Muitas vezes, diferentes problemas com os quais nos deparamos tornam a vida um fardo insuportável, que pode ser aliviado pela ajuda do grupo eclesiástico. E, como disse Paulo, “assim cumprireis a lei de Cristo”. Essa lei, “que vos ameis uns aos outros” (João 13:34), segundo Paulo, é cumprida, na prática, quando nos ajudamos mutuamente a suportar os fardos da vida. “A lei de amor enunciada por Cristo pede que se alivie o povo de suas cargas e não que se lhe imponha novas cargas.”6

Cristo esperava e cria que cada um, com atitudes simples, poderia fazer isso porque “palavras bondosas, olhares de simpatia, expressões de apreciação, seriam para muitas almas lutadoras e solitárias como um copo de água fria a uma alma sedenta. Uma palavra compassiva, um ato de bondade, ergueriam fardos que pesam duramente sobre fatigados ombros.”7

Mas, um terceiro conselho bíblico pode nos ajudar a manejar nossas cargas, e está relacionado com a lei de Cristo.

Promessa divina

“Lançando sobre Ele toda a vossa ansiedade, porque Ele tem cuidado de vós” (I Ped. 5:7); “confia os teus cuidados ao Senhor, e Ele te susterá” (Sal. 55:22). A palavra traduzida como “ansiedade”, no texto de Pedro é marimna. No Salmo 55, sua correspondente hebraica foi traduzida como “cuidados”. O sentido é o mesmo nos dois casos: carga, fardo. Davi partilhou seu conselho em meio a uma desesperada conspiração. Ele já experimentara o alívio do peso das angústias, ao deixá-las sobre Aquele que “jamais permitirá que o justo seja abalado”.

● **O que fazer**
Reescreva a parte do texto sobre a lei de Cristo que começa em "Cristo esperava e" e termina em "lei de Cristo.", trocando "copo de água fria" por "gole de água fresca".

● **Dados extraídos**
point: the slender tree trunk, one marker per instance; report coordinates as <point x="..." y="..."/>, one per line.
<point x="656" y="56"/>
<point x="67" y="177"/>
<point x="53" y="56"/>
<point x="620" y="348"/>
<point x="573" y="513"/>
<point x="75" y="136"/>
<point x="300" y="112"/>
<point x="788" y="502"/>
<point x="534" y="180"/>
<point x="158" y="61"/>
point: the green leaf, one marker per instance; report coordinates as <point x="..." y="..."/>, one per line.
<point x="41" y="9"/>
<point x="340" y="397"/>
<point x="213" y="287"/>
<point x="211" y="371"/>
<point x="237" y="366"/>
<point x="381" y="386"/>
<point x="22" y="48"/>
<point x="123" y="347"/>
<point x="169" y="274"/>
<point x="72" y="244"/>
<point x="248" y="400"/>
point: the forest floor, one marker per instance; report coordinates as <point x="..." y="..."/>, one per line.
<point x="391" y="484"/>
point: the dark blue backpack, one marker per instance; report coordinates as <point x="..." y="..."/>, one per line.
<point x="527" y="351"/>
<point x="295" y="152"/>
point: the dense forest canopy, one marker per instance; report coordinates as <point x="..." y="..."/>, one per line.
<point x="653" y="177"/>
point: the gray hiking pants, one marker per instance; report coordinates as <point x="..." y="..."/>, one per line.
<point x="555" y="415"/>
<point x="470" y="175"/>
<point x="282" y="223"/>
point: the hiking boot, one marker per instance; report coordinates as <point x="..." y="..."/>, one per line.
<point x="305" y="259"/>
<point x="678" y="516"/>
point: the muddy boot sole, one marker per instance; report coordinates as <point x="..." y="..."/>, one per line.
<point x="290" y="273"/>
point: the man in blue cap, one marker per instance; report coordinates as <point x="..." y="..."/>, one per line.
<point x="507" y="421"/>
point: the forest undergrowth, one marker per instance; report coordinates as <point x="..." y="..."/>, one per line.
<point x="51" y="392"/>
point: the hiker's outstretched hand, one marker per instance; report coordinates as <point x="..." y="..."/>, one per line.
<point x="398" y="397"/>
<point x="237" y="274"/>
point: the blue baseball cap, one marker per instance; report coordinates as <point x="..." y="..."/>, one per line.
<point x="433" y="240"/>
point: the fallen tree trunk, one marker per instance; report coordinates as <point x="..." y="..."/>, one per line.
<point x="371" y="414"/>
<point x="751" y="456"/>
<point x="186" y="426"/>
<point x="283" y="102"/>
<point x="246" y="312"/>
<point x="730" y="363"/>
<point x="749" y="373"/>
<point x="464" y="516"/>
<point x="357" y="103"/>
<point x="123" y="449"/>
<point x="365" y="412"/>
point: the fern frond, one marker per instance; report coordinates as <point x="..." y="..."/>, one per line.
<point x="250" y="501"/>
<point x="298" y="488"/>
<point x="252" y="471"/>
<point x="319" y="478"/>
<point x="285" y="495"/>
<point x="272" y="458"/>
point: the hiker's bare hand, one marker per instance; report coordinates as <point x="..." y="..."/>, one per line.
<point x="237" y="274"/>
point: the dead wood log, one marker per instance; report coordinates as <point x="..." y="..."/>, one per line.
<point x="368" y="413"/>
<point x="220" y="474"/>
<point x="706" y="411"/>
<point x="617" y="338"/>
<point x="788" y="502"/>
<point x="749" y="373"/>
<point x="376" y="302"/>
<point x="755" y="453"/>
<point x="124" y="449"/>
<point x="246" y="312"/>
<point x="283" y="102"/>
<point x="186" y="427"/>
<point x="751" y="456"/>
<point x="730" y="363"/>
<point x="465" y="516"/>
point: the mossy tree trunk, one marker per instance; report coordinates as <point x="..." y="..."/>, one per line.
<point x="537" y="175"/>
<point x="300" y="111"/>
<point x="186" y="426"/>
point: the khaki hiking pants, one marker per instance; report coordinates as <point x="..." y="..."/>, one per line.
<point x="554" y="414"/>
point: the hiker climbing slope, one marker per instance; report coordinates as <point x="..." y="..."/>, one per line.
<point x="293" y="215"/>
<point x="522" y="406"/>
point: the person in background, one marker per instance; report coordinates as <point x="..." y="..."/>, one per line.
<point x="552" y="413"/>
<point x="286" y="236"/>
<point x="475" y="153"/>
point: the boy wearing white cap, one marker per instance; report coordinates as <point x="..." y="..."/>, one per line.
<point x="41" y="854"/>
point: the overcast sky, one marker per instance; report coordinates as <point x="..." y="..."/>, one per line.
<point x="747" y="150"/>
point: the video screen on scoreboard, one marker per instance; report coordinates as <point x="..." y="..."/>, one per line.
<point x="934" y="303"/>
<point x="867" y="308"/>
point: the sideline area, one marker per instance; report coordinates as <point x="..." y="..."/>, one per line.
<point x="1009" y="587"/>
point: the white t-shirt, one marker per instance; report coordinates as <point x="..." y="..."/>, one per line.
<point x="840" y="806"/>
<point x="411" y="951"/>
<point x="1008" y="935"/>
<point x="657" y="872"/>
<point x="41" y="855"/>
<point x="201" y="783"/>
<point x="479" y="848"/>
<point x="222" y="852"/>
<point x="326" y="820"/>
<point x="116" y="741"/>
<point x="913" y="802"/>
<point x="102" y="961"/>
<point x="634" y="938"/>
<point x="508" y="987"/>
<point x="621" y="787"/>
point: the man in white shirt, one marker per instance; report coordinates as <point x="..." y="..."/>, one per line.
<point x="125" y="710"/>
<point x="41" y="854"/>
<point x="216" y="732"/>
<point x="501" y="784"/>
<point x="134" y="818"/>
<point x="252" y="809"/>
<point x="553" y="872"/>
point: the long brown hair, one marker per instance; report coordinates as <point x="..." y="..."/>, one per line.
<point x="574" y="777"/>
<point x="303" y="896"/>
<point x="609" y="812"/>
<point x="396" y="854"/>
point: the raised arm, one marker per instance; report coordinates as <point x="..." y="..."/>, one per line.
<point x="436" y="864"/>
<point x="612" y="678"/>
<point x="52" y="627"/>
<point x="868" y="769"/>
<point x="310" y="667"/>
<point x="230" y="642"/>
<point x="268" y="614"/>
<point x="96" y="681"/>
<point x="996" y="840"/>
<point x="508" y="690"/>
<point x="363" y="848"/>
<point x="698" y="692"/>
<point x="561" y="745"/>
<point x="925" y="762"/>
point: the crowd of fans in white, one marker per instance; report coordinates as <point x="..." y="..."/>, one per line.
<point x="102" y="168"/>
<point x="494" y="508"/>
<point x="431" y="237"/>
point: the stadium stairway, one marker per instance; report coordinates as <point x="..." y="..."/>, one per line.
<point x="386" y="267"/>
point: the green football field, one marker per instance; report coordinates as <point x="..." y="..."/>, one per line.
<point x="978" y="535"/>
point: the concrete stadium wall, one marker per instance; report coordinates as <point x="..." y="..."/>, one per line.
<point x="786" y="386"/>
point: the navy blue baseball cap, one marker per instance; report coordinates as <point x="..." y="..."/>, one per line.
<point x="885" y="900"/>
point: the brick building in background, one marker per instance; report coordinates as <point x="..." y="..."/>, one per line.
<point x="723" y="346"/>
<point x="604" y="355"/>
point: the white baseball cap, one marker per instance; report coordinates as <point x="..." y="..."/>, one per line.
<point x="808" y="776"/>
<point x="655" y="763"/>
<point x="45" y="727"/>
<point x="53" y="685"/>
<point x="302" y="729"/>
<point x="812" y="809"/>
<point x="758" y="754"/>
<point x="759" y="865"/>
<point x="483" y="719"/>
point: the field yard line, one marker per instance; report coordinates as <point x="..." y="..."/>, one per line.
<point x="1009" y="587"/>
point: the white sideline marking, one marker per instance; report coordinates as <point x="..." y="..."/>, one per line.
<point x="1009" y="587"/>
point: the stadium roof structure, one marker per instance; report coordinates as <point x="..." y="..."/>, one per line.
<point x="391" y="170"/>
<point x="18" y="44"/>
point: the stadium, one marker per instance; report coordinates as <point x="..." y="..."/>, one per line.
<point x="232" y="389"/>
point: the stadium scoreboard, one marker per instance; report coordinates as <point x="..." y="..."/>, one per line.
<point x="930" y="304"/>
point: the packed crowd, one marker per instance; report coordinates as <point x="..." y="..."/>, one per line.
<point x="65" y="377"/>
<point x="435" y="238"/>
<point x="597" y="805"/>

● **Resolução**
Cristo esperava e cria que cada um, com atitudes simples, poderia fazer isso porque “palavras bondosas, olhares de simpatia, expressões de apreciação, seriam para muitas almas lutadoras e solitárias como um gole de água fresca a uma alma sedenta. Uma palavra compassiva, um ato de bondade, ergueriam fardos que pesam duramente sobre fatigados ombros.”7

Mas, um terceiro conselho bíblico pode nos ajudar a manejar nossas cargas, e está relacionado com a lei de Cristo.